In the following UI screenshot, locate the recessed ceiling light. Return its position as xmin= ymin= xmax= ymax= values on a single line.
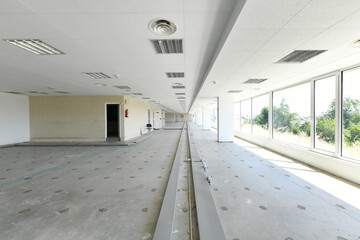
xmin=227 ymin=90 xmax=242 ymax=93
xmin=173 ymin=83 xmax=183 ymax=86
xmin=5 ymin=91 xmax=23 ymax=94
xmin=132 ymin=93 xmax=142 ymax=95
xmin=150 ymin=39 xmax=183 ymax=54
xmin=243 ymin=79 xmax=267 ymax=84
xmin=149 ymin=19 xmax=177 ymax=36
xmin=177 ymin=97 xmax=186 ymax=99
xmin=175 ymin=93 xmax=185 ymax=95
xmin=54 ymin=91 xmax=71 ymax=94
xmin=29 ymin=91 xmax=48 ymax=94
xmin=349 ymin=39 xmax=360 ymax=48
xmin=142 ymin=97 xmax=151 ymax=99
xmin=114 ymin=86 xmax=131 ymax=90
xmin=94 ymin=83 xmax=107 ymax=86
xmin=276 ymin=50 xmax=326 ymax=63
xmin=4 ymin=39 xmax=64 ymax=55
xmin=83 ymin=72 xmax=111 ymax=79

- - -

§ Task item
In the transcription, every picture is to be excluded and the records above given again exactly.

§ Exercise solution
In the following UI screenshot, locate the recessed ceiling light. Return its position as xmin= ymin= xmax= ymax= values on a single line.
xmin=227 ymin=90 xmax=242 ymax=93
xmin=173 ymin=83 xmax=183 ymax=86
xmin=5 ymin=91 xmax=23 ymax=94
xmin=132 ymin=93 xmax=142 ymax=95
xmin=150 ymin=39 xmax=183 ymax=54
xmin=243 ymin=79 xmax=267 ymax=84
xmin=149 ymin=19 xmax=177 ymax=36
xmin=177 ymin=97 xmax=186 ymax=99
xmin=175 ymin=93 xmax=185 ymax=95
xmin=54 ymin=91 xmax=71 ymax=94
xmin=29 ymin=91 xmax=48 ymax=94
xmin=349 ymin=39 xmax=360 ymax=48
xmin=142 ymin=97 xmax=151 ymax=99
xmin=114 ymin=86 xmax=131 ymax=90
xmin=94 ymin=83 xmax=107 ymax=86
xmin=276 ymin=50 xmax=326 ymax=63
xmin=4 ymin=39 xmax=64 ymax=55
xmin=83 ymin=72 xmax=111 ymax=79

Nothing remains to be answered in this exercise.